> PROBLEM TO WORK ON
Please count how many lines of the records below contain the word "white", with case counting, and give only the number.

----

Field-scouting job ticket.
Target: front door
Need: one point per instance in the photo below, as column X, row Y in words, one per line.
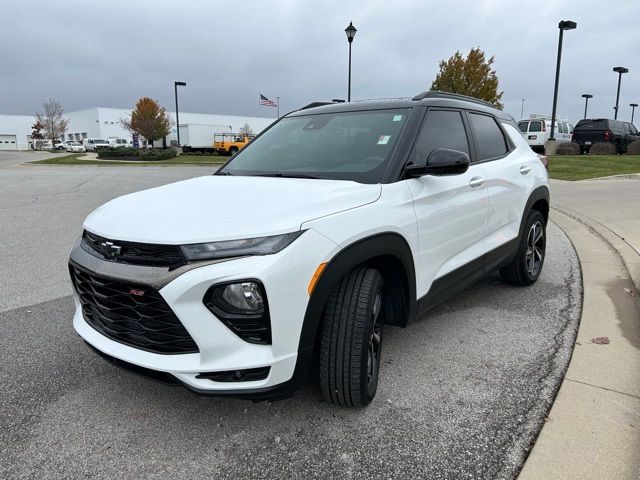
column 451, row 210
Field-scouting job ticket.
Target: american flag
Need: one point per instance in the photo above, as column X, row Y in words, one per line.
column 266, row 102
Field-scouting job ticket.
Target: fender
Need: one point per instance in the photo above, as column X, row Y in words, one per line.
column 355, row 254
column 539, row 193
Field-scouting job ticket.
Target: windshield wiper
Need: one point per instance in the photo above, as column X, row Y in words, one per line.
column 286, row 175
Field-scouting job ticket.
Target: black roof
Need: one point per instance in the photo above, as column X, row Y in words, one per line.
column 429, row 98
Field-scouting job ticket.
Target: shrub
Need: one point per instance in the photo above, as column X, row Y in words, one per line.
column 154, row 155
column 111, row 152
column 634, row 148
column 603, row 148
column 568, row 148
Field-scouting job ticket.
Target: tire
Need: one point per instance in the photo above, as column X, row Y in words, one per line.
column 525, row 268
column 351, row 339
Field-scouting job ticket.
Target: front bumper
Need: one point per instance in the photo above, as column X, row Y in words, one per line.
column 285, row 277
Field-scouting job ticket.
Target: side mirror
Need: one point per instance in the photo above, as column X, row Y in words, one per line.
column 441, row 161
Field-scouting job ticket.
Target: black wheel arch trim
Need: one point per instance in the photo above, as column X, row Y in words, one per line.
column 359, row 252
column 539, row 193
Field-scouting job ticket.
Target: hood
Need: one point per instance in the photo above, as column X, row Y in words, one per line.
column 214, row 208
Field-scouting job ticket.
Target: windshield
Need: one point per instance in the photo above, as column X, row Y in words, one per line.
column 343, row 146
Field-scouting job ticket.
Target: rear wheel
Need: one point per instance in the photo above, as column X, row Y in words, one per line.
column 351, row 339
column 527, row 265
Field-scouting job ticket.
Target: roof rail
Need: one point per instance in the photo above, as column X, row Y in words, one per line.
column 317, row 104
column 453, row 96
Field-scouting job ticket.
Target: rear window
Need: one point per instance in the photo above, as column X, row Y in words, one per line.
column 535, row 126
column 596, row 124
column 490, row 140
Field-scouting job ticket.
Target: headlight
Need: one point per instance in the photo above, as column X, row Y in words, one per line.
column 238, row 248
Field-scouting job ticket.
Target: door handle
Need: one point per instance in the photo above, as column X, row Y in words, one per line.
column 476, row 182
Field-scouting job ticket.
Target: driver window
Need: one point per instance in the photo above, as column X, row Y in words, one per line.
column 441, row 129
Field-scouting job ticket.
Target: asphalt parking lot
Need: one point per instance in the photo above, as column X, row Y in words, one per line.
column 463, row 392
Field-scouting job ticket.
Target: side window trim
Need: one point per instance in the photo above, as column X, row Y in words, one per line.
column 507, row 140
column 465, row 123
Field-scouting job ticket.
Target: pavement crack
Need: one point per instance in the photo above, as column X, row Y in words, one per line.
column 603, row 388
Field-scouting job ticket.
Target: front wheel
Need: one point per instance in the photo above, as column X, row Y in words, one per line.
column 525, row 268
column 351, row 339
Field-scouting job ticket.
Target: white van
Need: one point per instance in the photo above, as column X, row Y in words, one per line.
column 537, row 130
column 91, row 144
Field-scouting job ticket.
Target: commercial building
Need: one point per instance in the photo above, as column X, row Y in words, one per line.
column 101, row 122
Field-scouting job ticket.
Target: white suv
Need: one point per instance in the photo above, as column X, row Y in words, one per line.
column 537, row 130
column 285, row 264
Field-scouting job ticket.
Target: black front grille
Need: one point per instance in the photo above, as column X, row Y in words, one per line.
column 146, row 254
column 133, row 314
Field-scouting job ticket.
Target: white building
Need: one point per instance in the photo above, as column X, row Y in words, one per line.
column 101, row 122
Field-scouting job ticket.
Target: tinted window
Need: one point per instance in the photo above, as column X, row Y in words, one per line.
column 489, row 138
column 535, row 126
column 441, row 129
column 596, row 124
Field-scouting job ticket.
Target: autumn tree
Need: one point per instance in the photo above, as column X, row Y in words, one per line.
column 246, row 130
column 149, row 120
column 36, row 131
column 472, row 76
column 51, row 120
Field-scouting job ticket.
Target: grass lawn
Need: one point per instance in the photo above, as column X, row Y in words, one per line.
column 73, row 159
column 580, row 167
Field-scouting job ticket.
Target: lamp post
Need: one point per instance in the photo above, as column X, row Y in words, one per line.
column 175, row 87
column 586, row 97
column 562, row 26
column 619, row 71
column 351, row 32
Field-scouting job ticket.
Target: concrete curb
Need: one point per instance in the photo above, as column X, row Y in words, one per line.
column 629, row 255
column 593, row 428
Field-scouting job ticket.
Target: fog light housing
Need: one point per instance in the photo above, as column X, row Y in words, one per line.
column 242, row 306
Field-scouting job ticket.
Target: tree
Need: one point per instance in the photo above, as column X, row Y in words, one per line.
column 246, row 130
column 36, row 131
column 51, row 120
column 149, row 120
column 472, row 76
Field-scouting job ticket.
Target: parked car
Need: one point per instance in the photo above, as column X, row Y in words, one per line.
column 596, row 130
column 92, row 144
column 75, row 147
column 119, row 142
column 538, row 130
column 334, row 221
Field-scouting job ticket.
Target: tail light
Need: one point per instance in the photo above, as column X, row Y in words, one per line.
column 544, row 161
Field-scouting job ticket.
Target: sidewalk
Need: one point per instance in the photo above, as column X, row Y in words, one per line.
column 593, row 428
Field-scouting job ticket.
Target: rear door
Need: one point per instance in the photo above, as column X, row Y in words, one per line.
column 451, row 210
column 510, row 178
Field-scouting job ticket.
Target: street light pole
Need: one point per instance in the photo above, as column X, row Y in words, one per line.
column 351, row 32
column 586, row 97
column 175, row 88
column 620, row 71
column 562, row 26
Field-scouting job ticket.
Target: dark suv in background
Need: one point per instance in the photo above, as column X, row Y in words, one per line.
column 596, row 130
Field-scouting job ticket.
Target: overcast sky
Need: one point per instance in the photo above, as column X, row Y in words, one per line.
column 110, row 53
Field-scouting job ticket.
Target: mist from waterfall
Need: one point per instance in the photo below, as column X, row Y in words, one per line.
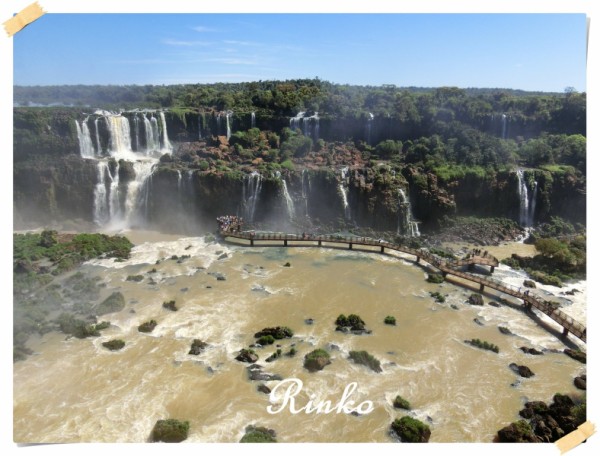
column 407, row 226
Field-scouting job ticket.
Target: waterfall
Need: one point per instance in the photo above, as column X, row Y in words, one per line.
column 369, row 127
column 289, row 202
column 155, row 134
column 296, row 122
column 136, row 128
column 305, row 190
column 150, row 145
column 86, row 148
column 343, row 190
column 143, row 170
column 120, row 134
column 98, row 145
column 406, row 224
column 114, row 197
column 227, row 118
column 166, row 144
column 532, row 204
column 523, row 200
column 101, row 213
column 251, row 192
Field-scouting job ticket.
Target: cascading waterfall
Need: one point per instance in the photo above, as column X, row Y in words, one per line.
column 114, row 197
column 228, row 119
column 343, row 190
column 98, row 145
column 296, row 122
column 526, row 204
column 531, row 217
column 150, row 145
column 406, row 224
column 136, row 129
column 86, row 148
column 251, row 193
column 155, row 133
column 305, row 190
column 101, row 203
column 289, row 202
column 166, row 144
column 523, row 199
column 114, row 205
column 370, row 118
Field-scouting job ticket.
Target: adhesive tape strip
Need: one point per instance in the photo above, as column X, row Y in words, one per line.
column 23, row 18
column 573, row 439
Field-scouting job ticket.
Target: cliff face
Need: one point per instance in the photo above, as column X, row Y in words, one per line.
column 52, row 183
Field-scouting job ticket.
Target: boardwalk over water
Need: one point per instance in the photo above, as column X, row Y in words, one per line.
column 445, row 266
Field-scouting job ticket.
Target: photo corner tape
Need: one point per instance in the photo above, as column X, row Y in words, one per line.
column 23, row 18
column 573, row 439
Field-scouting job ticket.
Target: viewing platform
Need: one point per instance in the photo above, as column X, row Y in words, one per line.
column 445, row 266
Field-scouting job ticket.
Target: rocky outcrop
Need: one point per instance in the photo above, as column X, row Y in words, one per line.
column 576, row 355
column 547, row 423
column 411, row 430
column 316, row 360
column 523, row 371
column 170, row 431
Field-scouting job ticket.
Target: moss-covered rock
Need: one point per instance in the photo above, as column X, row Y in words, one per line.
column 517, row 432
column 114, row 344
column 170, row 431
column 197, row 347
column 390, row 320
column 114, row 303
column 258, row 434
column 366, row 359
column 147, row 326
column 411, row 430
column 400, row 402
column 316, row 360
column 170, row 305
column 475, row 299
column 278, row 332
column 435, row 278
column 247, row 356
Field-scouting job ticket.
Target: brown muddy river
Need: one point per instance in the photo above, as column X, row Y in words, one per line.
column 74, row 390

----

> OUTPUT OF THE TASK
3